### Material to process
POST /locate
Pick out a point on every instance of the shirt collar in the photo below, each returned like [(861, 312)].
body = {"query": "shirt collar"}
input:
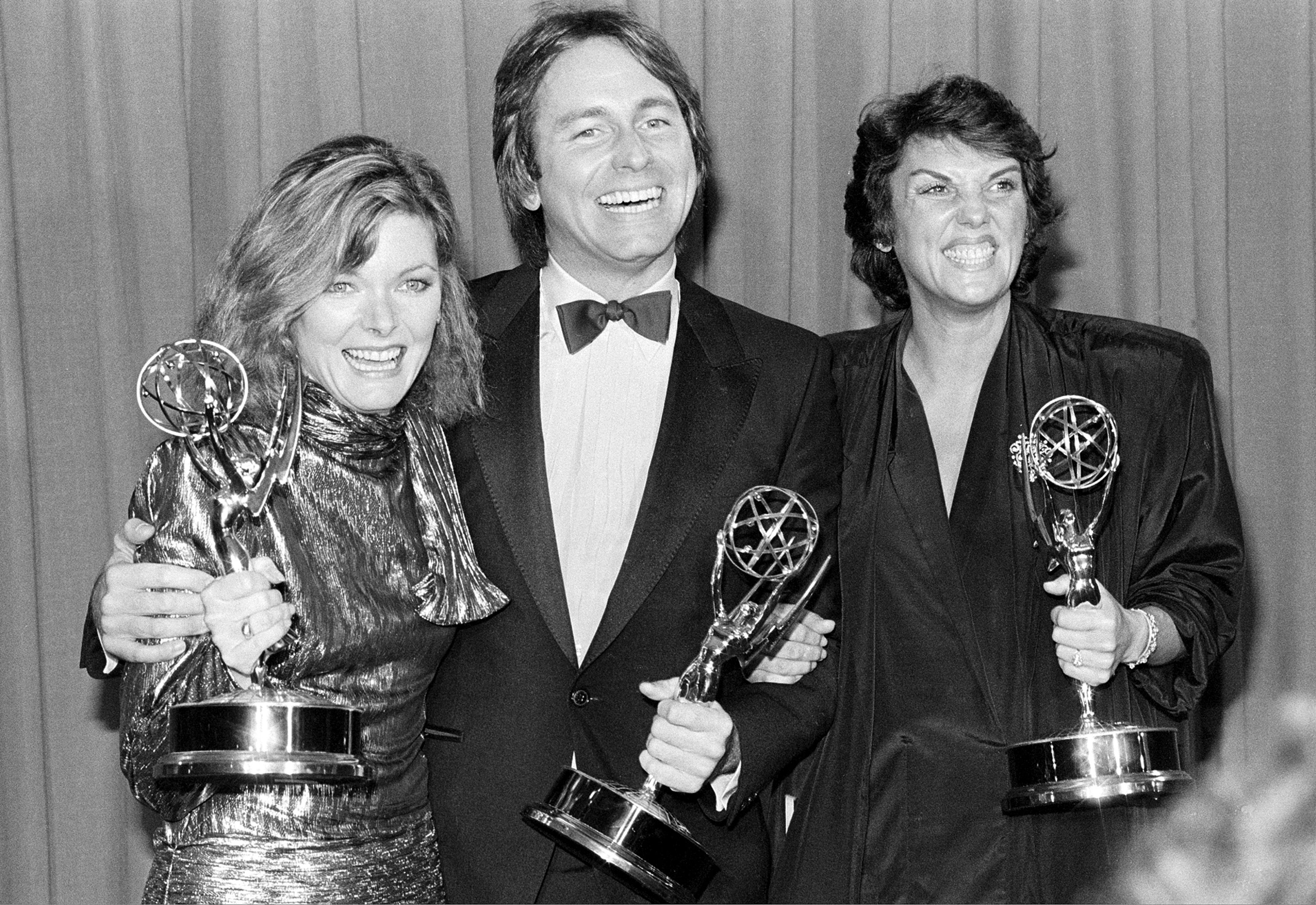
[(559, 287)]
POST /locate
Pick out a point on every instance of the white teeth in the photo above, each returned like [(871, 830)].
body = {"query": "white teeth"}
[(639, 199), (979, 253), (374, 360)]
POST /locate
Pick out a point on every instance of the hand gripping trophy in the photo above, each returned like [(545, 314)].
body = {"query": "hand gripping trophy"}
[(1069, 457), (197, 390), (769, 535)]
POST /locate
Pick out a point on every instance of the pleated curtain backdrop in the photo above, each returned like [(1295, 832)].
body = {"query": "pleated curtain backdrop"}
[(136, 135)]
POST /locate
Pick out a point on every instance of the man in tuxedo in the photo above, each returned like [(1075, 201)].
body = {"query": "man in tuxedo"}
[(628, 410)]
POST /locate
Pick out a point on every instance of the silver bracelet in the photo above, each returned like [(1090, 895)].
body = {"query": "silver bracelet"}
[(1153, 631)]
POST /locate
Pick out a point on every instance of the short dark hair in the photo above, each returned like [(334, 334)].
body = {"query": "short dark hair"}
[(321, 218), (528, 58), (952, 107)]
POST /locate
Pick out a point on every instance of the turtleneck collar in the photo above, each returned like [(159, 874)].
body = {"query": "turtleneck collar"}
[(370, 443)]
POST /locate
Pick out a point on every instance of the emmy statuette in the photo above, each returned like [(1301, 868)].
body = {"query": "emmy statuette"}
[(1070, 457), (769, 536), (197, 390)]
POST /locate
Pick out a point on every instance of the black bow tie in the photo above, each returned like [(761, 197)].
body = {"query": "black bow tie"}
[(648, 315)]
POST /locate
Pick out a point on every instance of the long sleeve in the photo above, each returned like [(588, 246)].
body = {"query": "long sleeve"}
[(1189, 559), (780, 724), (173, 496)]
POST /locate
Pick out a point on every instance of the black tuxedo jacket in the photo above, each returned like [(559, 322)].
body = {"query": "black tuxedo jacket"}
[(751, 402)]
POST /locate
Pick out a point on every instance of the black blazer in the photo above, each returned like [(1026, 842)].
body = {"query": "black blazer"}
[(751, 402)]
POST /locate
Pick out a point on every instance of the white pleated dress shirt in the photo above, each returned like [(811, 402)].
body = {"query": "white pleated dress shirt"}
[(600, 411)]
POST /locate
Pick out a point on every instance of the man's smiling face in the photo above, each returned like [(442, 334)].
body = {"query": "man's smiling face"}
[(618, 172)]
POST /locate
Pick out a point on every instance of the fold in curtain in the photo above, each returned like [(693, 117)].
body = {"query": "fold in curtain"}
[(137, 135)]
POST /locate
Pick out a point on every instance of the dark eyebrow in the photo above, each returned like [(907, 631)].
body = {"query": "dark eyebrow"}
[(572, 116), (1011, 168), (650, 103), (589, 112)]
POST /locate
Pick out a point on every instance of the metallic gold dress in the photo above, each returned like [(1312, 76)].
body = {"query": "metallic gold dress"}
[(378, 562)]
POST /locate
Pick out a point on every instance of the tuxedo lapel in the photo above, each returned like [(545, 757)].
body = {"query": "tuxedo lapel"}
[(708, 398), (916, 485), (510, 446)]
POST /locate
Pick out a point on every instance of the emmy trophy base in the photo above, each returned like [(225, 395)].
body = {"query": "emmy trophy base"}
[(264, 736), (627, 836), (1103, 766)]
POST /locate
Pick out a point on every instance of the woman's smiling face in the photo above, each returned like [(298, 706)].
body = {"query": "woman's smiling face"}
[(960, 222), (366, 337)]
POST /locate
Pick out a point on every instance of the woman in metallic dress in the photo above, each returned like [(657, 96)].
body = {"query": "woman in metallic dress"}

### Work to complete
The data above must be given again in full and unaltered, minus its images.

### Written response
POST /locate
Pick out a point on every instance of the shirt collar in the photo below, each returned like [(861, 312)].
body = {"query": "shirt collar"}
input:
[(559, 287)]
POST /locate
Pick out a point on every instance of the white teeth in the photo above, each returned like [(871, 830)].
body = {"query": "white teeth"}
[(639, 199), (979, 253), (374, 360)]
POST /locate
Pick out a point on every instance of the hand gripping trophy in the photo above, each returned like [(545, 314)].
body = {"query": "hand gripping trophy"}
[(1069, 457), (197, 390), (769, 535)]
POST /locate
Pick out a point on every instance of the pleated curtain backdrop in the photo above, each returned like [(1295, 832)].
body = {"query": "pleated curtain backdrop"}
[(136, 135)]
POST /locate
Pick out a point on every instance of the man in tuxedo in the photo above, each returned like [(1075, 201)].
body = {"query": "man in tuxedo"}
[(628, 410)]
POST /locate
Pick out a point on every instance of the silver bracelet in the photo above, each returned like [(1090, 895)].
body = {"query": "silver bracelet"}
[(1153, 631)]
POST /locate
Pick out a point on every instance of the short dark hair in the photo above, each returned like [(334, 334)].
body = {"query": "short dark hair"}
[(321, 218), (528, 58), (952, 107)]
POST /locate
Pick out a point on every instance of the turtleneck collar in the photo above, each returned like [(159, 874)].
body = {"query": "turtleneck collar"}
[(370, 443)]
POST /locate
Pick out a point on every instance of the emmy statuette in the photo above, each returned like [(1301, 868)].
body = {"query": "emmy statuette"}
[(1070, 457), (769, 536), (197, 390)]
POST /locate
Pick out a point on every instance of the black bow tie in the photo above, each returned like [(761, 197)].
body = {"query": "black bow tie"}
[(648, 315)]
POST /locate
Pick out a point on every instance of the long sleeve in the photo above, each returned like [(588, 246)].
body = {"query": "long sleeve"}
[(1189, 559), (780, 724), (173, 496)]
POST /locate
Pick out a point on every instance of the black tuxedo jacket in the photo above, each returned like [(559, 322)].
body = {"query": "black tuxedo jacket"}
[(751, 402)]
POST /locate
Pick out a point on every instance of the black blazer in the photo above, each returned like [(1026, 842)].
body = {"query": "black blazer"}
[(751, 402)]
POST /locate
Pick out a point on every instance of the white pleated dress shirt in the photo above, each returned like [(811, 402)].
body = {"query": "white pleated dress shirt"}
[(600, 411)]
POST /locate
Pick out a point on every instance of the man's smiling face in the photo above, each returned like [(442, 334)].
body = {"query": "man's smiling face"}
[(618, 172)]
POST /locate
Pick out a point on every instance of the fold in curtain in the photo above, each returned like [(693, 117)].
body = {"query": "fold in curtain"}
[(137, 135)]
POST /locate
Pick out a point on every instance of the dark eyebrow in the photo above, each returned like [(907, 631)].
body = {"query": "dark eyebrow"}
[(572, 116), (1011, 168), (650, 103), (589, 112)]
POST /locate
Pick out a point on every instance of the metallic gold dress in the photo above, each returned like [(1312, 76)].
body = {"query": "metallic gold dress"}
[(378, 562)]
POST /locate
Pick out a point on every instance of the tuxedo lapel in the photo above, each returned like [(545, 757)].
body = {"query": "tuxedo lapel"}
[(708, 398), (916, 485), (510, 446)]
POST /locate
Pick out a point on every instance of the emmy trophy base in the photo above, each returned like [(225, 395)].
body = {"query": "emmy trophy base"}
[(264, 736), (627, 836), (1103, 766)]
POST /locate
Pick out a point on every instance of the woman's smiling face in the photo above, each returned like [(298, 706)].
body = {"query": "woman's smiling face"}
[(960, 222), (366, 337)]
POST /locate
Pick out a point on every instance of the woman in metallic dress in the photo above, each returned like [(657, 96)].
body = {"query": "woman in metallic dress"}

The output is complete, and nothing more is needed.